Chapter 1

THINKING ABOUT A COLLEGE: WOFFORD COLLEGE, 1851-1902

When the American Civil War began on April 12, 1861, Wofford College was less than 10 years old. The college’s founder and its early generations of faculty, students and trustees were products of antebellum South Carolina and reflected the Old South’s culture and values.

Wofford College rose from the vision and generosity of a complex individual, the Rev. Benjamin Wofford. Wofford was born in rural Spartanburg County on October 19, 1780. During the great frontier revivals of the early 19th century, Wofford joined the Methodist Church and became a circuit rider for several years. Wofford first preached in Kentucky in the Methodist Church’s western conference. When the western conference decided that it would not allow its ministers to own slaves, Wofford, who owned at least two slaves at the time, left Kentucky and returned to preach in South Carolina, which had no restrictions on clergy owning slaves.

--------------------------------------------------

(Task set)
**A)** In the chapter excerpt, when was Benjamin Wofford born?
**B)** Decide whether each statement agrees with the chapter excerpt, answering yes or no and quoting the words that settle it: (i) Benjamin Wofford was born in rural Spartanburg County. (ii) Wofford first preached in South Carolina. (iii) Wofford College was more than 10 years old when the Civil War began.

[A run of records]
--------------------------------------------------

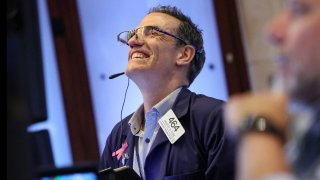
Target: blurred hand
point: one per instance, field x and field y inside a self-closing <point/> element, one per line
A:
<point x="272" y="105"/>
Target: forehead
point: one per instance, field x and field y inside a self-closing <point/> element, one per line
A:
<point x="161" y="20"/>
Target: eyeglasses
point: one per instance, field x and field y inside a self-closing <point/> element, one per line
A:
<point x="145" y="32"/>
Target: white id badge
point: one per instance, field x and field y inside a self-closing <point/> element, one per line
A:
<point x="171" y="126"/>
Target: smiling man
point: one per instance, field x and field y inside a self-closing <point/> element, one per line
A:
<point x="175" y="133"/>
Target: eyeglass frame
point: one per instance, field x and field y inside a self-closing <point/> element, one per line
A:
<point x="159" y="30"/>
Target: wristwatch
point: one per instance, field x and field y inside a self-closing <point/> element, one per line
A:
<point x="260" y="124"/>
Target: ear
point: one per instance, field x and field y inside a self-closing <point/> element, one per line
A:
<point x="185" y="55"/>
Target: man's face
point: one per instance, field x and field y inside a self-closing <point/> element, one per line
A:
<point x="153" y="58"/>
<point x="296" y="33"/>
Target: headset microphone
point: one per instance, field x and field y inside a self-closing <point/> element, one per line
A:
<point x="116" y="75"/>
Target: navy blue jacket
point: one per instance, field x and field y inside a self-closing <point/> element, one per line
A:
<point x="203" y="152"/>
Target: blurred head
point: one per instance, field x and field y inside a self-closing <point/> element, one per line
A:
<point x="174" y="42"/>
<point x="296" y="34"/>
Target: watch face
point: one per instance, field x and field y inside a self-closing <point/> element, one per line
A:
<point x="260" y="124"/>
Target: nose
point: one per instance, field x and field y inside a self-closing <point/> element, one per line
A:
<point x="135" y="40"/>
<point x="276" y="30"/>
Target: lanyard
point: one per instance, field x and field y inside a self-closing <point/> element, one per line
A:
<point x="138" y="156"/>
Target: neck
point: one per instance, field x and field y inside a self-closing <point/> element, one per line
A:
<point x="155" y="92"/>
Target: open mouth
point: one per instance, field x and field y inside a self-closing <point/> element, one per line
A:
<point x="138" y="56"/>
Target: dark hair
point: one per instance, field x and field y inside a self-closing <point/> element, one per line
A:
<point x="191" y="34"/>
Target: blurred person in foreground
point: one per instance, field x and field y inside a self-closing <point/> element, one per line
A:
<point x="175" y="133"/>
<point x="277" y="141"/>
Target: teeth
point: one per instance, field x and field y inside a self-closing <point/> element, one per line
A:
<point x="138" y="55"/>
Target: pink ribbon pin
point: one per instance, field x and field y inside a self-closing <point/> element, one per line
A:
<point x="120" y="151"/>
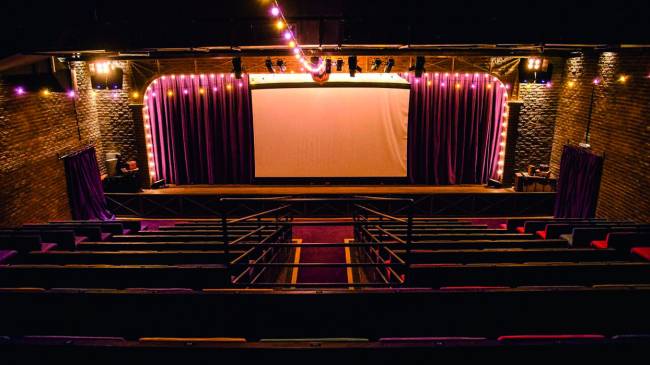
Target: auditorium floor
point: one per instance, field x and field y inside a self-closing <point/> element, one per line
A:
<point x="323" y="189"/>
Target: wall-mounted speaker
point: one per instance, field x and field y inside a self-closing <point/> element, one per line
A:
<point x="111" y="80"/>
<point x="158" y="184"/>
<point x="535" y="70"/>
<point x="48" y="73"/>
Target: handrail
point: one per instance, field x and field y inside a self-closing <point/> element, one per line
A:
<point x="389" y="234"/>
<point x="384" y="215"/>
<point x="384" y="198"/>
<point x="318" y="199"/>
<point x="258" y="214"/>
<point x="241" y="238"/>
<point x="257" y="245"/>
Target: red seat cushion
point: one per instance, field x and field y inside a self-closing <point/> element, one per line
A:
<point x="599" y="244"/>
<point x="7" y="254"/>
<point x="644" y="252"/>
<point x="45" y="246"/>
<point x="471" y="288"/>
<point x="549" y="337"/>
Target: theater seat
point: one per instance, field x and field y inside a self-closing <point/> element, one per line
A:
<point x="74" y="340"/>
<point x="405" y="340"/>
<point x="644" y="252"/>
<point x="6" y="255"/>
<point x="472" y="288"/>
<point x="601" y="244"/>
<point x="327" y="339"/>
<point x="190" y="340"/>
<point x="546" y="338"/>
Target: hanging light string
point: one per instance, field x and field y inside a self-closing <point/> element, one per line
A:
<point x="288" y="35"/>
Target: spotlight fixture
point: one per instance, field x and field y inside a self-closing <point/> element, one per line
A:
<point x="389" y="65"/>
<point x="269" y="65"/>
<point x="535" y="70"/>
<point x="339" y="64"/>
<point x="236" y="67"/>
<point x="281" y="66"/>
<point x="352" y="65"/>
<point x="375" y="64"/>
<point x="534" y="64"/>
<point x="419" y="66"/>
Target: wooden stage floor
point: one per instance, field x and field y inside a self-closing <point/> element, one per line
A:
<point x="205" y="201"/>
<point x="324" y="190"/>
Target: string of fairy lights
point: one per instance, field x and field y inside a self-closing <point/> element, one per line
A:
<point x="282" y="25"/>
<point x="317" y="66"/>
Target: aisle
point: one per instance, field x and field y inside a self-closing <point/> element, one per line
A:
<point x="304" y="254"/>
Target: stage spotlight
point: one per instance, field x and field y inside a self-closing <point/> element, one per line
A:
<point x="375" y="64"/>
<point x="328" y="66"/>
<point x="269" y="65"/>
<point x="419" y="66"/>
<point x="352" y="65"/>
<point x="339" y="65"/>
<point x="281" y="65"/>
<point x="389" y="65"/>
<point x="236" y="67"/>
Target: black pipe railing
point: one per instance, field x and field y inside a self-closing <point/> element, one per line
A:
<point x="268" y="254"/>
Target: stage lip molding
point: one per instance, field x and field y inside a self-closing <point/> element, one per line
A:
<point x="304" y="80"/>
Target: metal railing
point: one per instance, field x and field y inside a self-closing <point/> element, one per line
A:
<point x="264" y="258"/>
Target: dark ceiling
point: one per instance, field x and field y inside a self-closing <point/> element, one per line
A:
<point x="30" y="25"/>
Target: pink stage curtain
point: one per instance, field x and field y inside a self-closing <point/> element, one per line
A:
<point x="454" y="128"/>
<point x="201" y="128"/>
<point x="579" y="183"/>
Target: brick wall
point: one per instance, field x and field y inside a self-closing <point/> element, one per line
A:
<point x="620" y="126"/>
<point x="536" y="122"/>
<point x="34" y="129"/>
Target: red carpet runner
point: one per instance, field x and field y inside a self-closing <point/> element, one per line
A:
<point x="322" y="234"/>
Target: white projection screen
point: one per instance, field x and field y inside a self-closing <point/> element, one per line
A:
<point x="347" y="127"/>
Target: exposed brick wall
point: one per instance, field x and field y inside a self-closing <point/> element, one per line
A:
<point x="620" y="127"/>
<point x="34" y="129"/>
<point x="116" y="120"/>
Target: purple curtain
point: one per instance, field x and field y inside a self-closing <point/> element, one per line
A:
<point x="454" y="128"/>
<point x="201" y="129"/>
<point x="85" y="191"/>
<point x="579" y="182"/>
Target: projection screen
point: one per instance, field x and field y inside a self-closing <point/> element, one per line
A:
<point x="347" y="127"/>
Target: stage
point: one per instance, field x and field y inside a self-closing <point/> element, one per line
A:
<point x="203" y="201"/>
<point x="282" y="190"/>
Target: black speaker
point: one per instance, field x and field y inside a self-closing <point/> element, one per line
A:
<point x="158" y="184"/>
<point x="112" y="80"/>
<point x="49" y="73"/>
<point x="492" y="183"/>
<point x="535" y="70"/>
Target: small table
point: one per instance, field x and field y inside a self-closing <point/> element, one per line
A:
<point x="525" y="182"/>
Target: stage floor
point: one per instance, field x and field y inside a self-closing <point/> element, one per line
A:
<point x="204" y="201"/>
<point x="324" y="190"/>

--------------------------------------------------

(Final answers)
**A)** October 19, 1780.

**B)**
(i) Yes: "Wofford was born in rural Spartanburg County on October 19, 1780."
(ii) No: "Wofford first preached in Kentucky in the Methodist Church’s western conference."
(iii) No: "Wofford College was less than 10 years old."